Figure out how many lines in these records contain "appliance". Only the number belongs in the reply.
━━ SOURCE MATERIAL
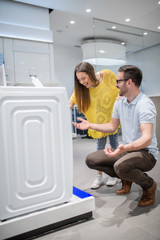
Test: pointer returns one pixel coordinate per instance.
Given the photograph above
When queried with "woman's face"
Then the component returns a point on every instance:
(84, 79)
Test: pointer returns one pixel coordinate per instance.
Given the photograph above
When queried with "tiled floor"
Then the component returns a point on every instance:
(115, 217)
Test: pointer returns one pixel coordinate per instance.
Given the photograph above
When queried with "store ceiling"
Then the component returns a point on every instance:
(144, 17)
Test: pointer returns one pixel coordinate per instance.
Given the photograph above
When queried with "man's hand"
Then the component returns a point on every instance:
(83, 125)
(116, 152)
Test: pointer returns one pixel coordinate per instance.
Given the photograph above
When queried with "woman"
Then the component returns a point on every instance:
(94, 95)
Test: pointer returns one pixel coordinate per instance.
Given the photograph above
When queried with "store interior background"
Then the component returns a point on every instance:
(40, 40)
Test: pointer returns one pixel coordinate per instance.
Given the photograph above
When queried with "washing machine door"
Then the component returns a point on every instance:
(35, 149)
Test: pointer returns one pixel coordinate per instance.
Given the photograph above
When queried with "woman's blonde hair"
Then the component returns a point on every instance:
(81, 92)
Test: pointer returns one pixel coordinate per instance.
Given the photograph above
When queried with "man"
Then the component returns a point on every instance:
(138, 154)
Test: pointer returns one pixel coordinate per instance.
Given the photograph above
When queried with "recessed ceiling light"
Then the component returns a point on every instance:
(72, 22)
(101, 51)
(127, 20)
(88, 10)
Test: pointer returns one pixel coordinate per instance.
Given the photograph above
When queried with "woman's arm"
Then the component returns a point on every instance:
(71, 104)
(110, 127)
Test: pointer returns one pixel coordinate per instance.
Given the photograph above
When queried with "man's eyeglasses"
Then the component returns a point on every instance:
(122, 80)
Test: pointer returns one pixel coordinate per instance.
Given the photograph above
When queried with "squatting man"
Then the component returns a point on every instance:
(138, 154)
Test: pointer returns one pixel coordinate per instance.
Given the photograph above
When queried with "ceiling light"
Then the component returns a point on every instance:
(72, 22)
(88, 10)
(127, 19)
(103, 52)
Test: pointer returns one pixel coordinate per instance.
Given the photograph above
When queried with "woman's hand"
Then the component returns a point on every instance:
(116, 152)
(119, 97)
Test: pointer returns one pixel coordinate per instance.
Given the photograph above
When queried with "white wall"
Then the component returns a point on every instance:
(22, 21)
(65, 61)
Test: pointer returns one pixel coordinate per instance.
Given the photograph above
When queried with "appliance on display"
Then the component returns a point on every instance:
(36, 159)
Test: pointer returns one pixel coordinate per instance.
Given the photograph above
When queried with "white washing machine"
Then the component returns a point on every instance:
(35, 150)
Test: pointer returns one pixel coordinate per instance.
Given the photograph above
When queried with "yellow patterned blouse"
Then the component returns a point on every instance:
(102, 100)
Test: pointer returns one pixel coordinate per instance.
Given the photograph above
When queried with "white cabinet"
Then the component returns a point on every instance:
(36, 149)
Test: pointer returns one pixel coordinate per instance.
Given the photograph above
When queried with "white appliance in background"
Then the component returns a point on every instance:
(35, 150)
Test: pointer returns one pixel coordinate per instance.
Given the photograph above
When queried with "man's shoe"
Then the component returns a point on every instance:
(97, 182)
(148, 196)
(111, 181)
(126, 186)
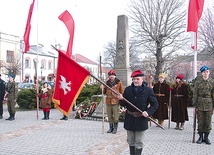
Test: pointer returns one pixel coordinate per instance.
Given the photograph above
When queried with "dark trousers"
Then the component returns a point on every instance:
(1, 107)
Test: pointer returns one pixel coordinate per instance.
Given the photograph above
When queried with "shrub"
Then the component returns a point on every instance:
(87, 92)
(27, 99)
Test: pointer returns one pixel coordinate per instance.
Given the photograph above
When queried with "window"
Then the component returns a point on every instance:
(49, 64)
(34, 63)
(43, 66)
(27, 63)
(10, 56)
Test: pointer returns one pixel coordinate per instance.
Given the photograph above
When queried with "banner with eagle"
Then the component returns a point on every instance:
(70, 79)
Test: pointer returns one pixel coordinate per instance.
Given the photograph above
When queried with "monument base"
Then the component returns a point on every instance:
(124, 75)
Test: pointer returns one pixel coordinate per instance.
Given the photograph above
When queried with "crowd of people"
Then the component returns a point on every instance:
(141, 101)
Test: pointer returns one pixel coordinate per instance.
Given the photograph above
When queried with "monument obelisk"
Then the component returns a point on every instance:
(122, 51)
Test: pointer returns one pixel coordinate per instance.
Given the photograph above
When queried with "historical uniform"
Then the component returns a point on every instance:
(203, 100)
(161, 90)
(180, 100)
(112, 105)
(45, 99)
(2, 93)
(136, 123)
(11, 91)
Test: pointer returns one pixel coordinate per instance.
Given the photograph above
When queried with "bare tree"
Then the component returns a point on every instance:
(206, 30)
(12, 68)
(110, 56)
(159, 28)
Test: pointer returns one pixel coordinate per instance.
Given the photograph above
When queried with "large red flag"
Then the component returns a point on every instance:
(69, 23)
(70, 80)
(28, 27)
(194, 14)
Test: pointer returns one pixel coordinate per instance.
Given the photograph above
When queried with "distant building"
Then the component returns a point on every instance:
(11, 51)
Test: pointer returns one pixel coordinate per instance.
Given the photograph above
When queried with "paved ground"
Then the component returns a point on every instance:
(27, 135)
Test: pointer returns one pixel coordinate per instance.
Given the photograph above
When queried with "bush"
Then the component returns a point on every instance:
(87, 92)
(27, 99)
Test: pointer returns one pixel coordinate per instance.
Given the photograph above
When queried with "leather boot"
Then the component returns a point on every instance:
(200, 139)
(115, 128)
(206, 140)
(12, 117)
(8, 118)
(48, 113)
(110, 128)
(138, 151)
(64, 118)
(177, 126)
(45, 115)
(182, 126)
(160, 122)
(132, 150)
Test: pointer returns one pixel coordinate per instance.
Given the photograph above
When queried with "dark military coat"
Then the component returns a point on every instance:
(12, 89)
(2, 89)
(180, 100)
(161, 91)
(141, 99)
(203, 95)
(45, 98)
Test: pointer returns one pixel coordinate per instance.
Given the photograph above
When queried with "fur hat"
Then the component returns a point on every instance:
(204, 68)
(180, 76)
(161, 75)
(11, 75)
(112, 72)
(137, 73)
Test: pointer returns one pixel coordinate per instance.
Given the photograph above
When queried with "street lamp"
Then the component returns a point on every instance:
(41, 74)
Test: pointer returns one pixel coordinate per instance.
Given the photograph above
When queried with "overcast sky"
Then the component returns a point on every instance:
(95, 22)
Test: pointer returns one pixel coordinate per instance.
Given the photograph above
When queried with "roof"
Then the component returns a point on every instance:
(81, 58)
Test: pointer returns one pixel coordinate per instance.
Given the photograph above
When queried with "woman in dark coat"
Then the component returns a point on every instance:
(161, 90)
(45, 99)
(180, 100)
(136, 123)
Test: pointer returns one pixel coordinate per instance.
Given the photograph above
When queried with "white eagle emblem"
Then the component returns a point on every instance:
(65, 85)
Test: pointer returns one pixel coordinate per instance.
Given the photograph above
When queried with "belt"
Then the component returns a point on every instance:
(160, 95)
(204, 96)
(135, 114)
(178, 95)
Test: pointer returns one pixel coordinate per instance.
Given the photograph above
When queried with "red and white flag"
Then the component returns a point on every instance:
(28, 28)
(194, 14)
(70, 80)
(69, 23)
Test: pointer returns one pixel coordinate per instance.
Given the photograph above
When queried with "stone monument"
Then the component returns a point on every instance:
(122, 60)
(122, 51)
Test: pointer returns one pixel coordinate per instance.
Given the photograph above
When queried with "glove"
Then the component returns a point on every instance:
(170, 88)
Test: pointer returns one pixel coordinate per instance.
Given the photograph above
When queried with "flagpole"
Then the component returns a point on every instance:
(114, 91)
(102, 97)
(195, 54)
(37, 85)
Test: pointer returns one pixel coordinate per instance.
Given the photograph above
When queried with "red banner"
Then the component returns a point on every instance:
(28, 28)
(70, 80)
(69, 23)
(194, 14)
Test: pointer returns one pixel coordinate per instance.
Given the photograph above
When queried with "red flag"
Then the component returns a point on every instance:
(70, 80)
(69, 23)
(194, 14)
(28, 27)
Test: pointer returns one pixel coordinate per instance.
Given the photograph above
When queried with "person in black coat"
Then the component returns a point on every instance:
(2, 93)
(136, 123)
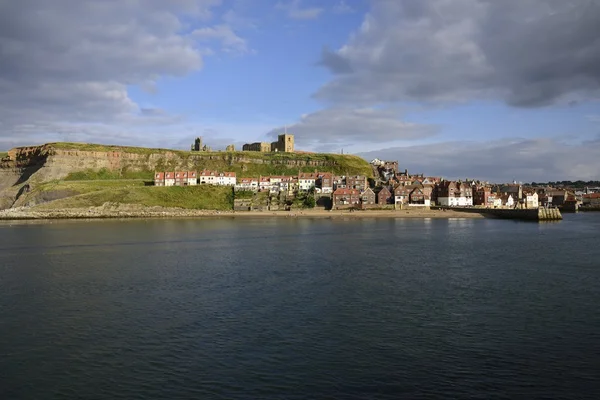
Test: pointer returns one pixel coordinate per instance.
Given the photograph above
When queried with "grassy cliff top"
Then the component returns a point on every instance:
(338, 163)
(247, 154)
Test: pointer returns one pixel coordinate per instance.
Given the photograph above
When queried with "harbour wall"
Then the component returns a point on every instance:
(539, 214)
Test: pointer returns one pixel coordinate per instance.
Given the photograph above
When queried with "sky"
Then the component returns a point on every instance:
(482, 89)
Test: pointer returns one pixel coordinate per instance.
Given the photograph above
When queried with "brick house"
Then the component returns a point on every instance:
(306, 181)
(159, 179)
(247, 184)
(346, 198)
(367, 198)
(401, 194)
(384, 196)
(325, 182)
(339, 182)
(208, 177)
(481, 195)
(169, 178)
(358, 182)
(453, 194)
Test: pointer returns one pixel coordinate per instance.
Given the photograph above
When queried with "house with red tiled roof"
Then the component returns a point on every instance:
(207, 177)
(346, 198)
(384, 196)
(307, 181)
(247, 184)
(367, 198)
(159, 179)
(324, 182)
(226, 179)
(169, 178)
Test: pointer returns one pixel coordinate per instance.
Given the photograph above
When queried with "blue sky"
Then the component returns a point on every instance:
(478, 88)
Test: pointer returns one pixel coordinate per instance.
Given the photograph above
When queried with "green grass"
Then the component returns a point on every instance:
(243, 163)
(190, 197)
(106, 174)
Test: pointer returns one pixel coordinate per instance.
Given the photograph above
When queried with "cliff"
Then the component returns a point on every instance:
(23, 169)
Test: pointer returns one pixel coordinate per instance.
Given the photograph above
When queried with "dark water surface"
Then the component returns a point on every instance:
(300, 309)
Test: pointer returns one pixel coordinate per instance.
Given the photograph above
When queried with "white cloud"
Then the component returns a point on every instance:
(523, 160)
(68, 65)
(342, 7)
(527, 53)
(230, 42)
(295, 10)
(334, 127)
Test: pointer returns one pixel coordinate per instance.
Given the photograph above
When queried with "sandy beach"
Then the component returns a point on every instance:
(135, 211)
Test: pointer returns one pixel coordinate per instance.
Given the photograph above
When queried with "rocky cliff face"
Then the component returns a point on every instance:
(25, 167)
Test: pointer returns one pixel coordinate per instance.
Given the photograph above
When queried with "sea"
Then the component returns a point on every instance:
(299, 308)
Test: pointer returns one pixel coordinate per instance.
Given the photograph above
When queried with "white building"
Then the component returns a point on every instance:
(207, 177)
(247, 184)
(531, 200)
(192, 179)
(264, 183)
(226, 179)
(508, 201)
(169, 178)
(306, 181)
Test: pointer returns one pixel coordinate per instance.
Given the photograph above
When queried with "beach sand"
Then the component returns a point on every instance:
(134, 211)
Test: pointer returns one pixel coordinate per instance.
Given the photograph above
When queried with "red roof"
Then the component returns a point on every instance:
(348, 192)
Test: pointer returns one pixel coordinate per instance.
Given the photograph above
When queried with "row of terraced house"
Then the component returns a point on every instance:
(353, 191)
(191, 178)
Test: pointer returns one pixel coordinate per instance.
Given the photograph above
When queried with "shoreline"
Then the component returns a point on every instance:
(132, 212)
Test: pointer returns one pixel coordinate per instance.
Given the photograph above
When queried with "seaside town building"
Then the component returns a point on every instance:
(192, 178)
(368, 198)
(346, 198)
(453, 194)
(307, 181)
(402, 191)
(384, 196)
(178, 178)
(284, 144)
(324, 182)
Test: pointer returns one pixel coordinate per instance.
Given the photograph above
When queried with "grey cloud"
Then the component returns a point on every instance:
(342, 7)
(296, 10)
(501, 161)
(328, 128)
(334, 61)
(66, 65)
(528, 53)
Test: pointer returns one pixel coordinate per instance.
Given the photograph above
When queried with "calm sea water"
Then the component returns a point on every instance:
(300, 309)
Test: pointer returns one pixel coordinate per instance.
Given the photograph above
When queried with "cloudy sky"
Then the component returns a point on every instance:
(488, 89)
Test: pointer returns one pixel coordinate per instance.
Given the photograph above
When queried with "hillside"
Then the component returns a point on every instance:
(57, 172)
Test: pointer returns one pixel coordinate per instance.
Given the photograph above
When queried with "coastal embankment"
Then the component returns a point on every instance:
(115, 210)
(537, 214)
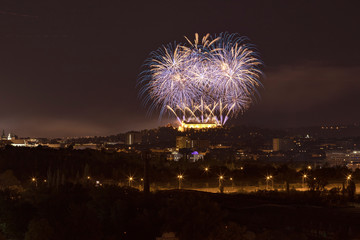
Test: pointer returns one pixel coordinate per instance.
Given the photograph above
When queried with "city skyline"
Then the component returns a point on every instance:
(70, 69)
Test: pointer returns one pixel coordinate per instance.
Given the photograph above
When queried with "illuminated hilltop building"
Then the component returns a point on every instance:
(197, 126)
━━━━
**WRITTEN SOLUTION:**
2